What you are asked to do — In the listing below, locate the lines that hold the string "query". Copy those lines.

Exercise inputs —
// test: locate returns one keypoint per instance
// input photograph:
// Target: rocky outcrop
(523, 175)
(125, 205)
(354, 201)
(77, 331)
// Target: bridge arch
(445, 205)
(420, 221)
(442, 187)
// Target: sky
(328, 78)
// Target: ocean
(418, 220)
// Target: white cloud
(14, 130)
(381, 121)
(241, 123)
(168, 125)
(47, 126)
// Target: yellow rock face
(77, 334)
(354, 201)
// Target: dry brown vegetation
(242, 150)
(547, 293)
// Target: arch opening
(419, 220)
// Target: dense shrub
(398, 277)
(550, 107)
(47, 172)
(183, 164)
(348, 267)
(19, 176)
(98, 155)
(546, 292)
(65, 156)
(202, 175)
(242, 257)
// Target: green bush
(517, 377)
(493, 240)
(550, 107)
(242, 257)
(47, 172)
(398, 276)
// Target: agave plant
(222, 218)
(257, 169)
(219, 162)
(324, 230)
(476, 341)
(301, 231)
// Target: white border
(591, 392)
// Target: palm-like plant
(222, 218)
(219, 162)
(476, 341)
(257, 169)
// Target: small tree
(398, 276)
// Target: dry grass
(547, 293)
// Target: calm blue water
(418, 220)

...

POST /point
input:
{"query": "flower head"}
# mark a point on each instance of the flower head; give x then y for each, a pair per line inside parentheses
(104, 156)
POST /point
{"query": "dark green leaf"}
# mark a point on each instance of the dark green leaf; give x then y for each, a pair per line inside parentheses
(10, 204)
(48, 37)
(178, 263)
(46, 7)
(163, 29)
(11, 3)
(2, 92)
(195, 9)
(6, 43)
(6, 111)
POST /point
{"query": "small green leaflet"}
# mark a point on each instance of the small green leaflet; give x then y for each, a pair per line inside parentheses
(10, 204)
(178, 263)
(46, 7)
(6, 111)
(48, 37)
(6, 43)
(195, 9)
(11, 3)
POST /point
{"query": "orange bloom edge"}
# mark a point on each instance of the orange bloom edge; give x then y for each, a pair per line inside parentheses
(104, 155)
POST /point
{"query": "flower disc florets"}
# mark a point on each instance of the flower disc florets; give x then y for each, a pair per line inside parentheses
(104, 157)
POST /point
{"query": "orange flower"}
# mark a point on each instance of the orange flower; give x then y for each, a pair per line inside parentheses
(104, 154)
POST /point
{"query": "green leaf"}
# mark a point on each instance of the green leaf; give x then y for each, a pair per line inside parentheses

==

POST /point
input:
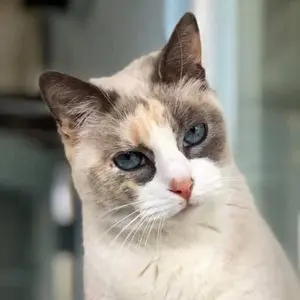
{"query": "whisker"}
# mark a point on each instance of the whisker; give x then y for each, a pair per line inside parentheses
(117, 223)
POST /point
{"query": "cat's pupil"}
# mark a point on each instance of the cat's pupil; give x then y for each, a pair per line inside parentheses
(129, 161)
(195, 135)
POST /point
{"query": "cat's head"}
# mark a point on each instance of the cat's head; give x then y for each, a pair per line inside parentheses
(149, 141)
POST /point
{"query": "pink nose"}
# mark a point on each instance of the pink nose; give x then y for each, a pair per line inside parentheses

Answer to this problem —
{"query": "flower head"}
{"query": "dark green leaf"}
{"query": "small green leaflet"}
{"query": "orange bloom edge"}
{"query": "flower disc florets"}
{"query": "orange flower"}
{"query": "green leaf"}
{"query": "whisker"}
{"query": "cat's pupil"}
{"query": "cat's head"}
{"query": "pink nose"}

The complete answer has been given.